Challenge a –
Translate this sentence from the stimulus article into Spanish: "Democratic leaders appear more and more confident they can win the fight over a large stimulus bill."

Excerpt –

The Washington Independent, an online news source, has been running a 3-part series on a new economic stimulus package being considered in Congress and one of their entries is Building Out of Economic Chaos, making the point that infrastructure stimulus is a necessary part of getting this country back on its feet.
Democratic leaders appear more and more confident they can win the fight over a large stimulus bill. Infrastructure funding — which could replace thousands of local jobs lost in the downturn — seems increasingly to be driving the debate.
“There is a backlog,” said Rep. James Oberstar (D-Minn.), chairman of the Transportation and Infrastructure Committee. “There is a demand. There is a hunger. There is a need to invest. Our cities are crying out.”
The lame-duck Bush Administration, composed of new Hoovers, blocked a House infrastructure spending bill in September. But Democrats are going to try again, riding the wave of a successful November election and armed with arguments that undermine the deniers:
“Infrastructure spending is never an effective means to create rapid stimulus,” the White House proclaimed in its veto threat.

Data rows –
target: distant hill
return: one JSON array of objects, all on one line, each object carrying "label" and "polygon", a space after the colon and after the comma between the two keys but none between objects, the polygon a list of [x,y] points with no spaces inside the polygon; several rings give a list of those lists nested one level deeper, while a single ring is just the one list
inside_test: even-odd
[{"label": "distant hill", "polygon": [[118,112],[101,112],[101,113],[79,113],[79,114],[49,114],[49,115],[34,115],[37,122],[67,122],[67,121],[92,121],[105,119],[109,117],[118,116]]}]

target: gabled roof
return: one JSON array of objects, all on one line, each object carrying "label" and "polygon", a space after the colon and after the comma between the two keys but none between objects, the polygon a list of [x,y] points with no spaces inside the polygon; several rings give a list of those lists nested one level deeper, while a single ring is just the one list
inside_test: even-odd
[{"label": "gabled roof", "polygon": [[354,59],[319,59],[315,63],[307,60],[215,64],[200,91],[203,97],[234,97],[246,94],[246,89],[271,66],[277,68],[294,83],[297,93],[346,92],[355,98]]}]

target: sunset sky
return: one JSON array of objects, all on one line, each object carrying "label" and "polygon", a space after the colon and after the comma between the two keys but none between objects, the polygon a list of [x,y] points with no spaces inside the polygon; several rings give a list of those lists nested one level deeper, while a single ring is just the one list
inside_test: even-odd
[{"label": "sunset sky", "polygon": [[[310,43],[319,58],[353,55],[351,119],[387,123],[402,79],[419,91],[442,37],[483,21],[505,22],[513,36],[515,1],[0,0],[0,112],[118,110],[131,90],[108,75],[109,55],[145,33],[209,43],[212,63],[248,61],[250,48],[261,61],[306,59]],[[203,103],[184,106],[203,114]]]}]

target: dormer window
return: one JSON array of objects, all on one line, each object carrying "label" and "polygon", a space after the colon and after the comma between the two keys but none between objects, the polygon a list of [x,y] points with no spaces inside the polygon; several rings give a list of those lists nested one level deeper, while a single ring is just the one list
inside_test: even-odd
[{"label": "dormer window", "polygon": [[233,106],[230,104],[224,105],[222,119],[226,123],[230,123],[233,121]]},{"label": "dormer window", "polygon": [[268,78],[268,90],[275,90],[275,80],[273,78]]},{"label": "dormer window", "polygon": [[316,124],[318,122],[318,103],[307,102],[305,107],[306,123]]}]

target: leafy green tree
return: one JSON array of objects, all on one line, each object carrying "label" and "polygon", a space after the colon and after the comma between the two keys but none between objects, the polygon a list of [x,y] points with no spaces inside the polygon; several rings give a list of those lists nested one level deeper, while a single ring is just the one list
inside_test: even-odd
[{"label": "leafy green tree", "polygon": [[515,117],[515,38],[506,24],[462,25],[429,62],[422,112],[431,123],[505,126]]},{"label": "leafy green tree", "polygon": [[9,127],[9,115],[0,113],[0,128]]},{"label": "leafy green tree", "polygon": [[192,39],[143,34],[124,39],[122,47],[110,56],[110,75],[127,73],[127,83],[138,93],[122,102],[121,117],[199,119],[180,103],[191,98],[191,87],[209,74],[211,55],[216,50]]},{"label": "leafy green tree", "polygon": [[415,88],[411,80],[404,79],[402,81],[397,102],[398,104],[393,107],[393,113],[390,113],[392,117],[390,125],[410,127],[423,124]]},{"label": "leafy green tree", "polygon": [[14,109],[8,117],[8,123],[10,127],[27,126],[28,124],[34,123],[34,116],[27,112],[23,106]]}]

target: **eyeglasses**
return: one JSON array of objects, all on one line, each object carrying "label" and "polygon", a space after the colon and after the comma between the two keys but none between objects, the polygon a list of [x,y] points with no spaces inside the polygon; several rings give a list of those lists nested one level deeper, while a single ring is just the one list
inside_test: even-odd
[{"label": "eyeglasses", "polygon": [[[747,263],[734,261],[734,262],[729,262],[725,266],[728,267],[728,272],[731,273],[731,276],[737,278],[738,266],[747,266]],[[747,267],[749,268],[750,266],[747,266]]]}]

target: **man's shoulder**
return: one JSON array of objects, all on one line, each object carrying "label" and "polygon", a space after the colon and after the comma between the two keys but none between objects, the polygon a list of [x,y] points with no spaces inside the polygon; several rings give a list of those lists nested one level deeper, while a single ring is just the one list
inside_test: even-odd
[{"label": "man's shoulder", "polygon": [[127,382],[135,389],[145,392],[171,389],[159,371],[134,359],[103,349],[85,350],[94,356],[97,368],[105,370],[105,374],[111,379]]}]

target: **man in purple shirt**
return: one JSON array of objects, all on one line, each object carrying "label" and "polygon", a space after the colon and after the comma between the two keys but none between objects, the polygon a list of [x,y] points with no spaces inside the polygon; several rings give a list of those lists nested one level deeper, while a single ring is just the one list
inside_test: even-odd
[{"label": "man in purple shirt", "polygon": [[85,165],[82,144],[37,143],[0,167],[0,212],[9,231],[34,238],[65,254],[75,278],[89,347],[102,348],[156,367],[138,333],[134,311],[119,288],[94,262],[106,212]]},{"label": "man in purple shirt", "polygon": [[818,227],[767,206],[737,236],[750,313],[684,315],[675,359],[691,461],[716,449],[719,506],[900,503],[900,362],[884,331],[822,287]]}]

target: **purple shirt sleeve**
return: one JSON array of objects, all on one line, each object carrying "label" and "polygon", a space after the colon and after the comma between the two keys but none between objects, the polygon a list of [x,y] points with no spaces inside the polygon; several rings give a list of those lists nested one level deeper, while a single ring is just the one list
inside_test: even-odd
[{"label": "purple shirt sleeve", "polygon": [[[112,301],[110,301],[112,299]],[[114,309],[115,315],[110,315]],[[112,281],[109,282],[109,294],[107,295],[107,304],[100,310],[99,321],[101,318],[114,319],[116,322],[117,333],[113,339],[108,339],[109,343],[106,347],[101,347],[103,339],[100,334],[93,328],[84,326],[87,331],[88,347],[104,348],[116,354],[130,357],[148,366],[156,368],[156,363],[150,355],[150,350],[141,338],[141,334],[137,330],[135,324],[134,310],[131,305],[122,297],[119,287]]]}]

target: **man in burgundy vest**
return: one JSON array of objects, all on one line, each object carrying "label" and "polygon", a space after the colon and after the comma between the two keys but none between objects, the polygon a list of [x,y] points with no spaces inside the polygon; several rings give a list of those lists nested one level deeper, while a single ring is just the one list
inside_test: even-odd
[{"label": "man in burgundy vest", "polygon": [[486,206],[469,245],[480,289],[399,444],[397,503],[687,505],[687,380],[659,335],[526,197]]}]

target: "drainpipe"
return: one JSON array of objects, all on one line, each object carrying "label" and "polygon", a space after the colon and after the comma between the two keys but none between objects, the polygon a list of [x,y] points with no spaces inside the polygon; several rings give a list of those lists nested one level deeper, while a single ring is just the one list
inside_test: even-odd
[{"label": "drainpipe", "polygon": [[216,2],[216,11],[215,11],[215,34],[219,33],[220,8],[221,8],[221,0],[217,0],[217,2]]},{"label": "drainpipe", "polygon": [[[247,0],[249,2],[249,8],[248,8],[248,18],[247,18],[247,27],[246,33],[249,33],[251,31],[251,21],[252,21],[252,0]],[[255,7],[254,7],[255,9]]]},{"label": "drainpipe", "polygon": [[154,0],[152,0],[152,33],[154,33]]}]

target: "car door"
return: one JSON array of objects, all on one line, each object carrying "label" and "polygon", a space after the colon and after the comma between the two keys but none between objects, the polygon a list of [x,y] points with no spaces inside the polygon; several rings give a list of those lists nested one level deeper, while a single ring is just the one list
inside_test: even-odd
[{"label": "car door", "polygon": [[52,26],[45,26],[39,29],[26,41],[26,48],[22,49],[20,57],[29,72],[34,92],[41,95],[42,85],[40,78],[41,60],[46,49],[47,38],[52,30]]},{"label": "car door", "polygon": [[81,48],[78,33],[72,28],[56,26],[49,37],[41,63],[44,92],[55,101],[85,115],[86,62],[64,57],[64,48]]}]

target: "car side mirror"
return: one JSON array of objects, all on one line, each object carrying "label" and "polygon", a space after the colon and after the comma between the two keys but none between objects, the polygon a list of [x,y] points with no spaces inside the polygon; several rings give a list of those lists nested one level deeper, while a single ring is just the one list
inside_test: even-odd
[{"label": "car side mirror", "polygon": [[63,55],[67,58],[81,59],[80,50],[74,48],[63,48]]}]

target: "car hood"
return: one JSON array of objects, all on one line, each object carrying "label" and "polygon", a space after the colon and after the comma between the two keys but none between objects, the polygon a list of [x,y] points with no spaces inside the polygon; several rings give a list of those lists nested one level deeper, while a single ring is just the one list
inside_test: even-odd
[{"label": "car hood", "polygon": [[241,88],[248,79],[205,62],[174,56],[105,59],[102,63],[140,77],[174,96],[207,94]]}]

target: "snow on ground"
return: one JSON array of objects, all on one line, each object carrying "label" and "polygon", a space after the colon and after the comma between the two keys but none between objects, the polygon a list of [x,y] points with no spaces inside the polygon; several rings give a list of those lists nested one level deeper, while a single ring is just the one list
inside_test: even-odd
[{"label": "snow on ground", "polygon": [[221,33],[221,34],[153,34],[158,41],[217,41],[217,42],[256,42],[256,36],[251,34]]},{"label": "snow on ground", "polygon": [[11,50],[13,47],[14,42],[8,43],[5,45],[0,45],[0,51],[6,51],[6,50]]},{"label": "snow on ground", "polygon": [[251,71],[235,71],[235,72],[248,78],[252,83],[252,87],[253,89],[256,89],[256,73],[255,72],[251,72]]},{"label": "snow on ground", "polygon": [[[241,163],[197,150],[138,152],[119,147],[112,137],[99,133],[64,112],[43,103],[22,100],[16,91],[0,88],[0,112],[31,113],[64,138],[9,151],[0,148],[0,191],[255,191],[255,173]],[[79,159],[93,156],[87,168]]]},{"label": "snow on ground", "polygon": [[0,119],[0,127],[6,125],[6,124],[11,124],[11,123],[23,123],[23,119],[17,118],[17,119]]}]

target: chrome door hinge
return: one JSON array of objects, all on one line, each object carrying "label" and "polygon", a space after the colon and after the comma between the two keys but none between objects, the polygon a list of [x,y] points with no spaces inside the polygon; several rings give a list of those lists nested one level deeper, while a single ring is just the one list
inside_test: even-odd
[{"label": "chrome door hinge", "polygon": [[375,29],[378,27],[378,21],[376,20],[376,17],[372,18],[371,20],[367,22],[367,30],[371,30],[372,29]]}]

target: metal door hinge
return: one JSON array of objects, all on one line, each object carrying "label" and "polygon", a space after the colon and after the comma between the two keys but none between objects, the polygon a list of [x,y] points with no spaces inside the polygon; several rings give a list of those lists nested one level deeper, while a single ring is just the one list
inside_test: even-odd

Challenge b –
Rewrite the listing from the line with "target: metal door hinge" up to and including its final line, putting "nonzero" in place of "even-odd" and keeping everything else the same. Return only those lines.

Output a –
Los líderes demócratas parecen cada vez más seguros de que pueden ganar la batalla por un gran proyecto de ley de estímulo.

Output b –
target: metal door hinge
return: one JSON array of objects, all on one line, each object carrying "label" and "polygon", a space after the colon and after the comma between the two keys but none between objects, the polygon a list of [x,y] points with no spaces inside the polygon; several rings give a list of those lists nested one level deeper, while a single ring is just the one list
inside_test: nonzero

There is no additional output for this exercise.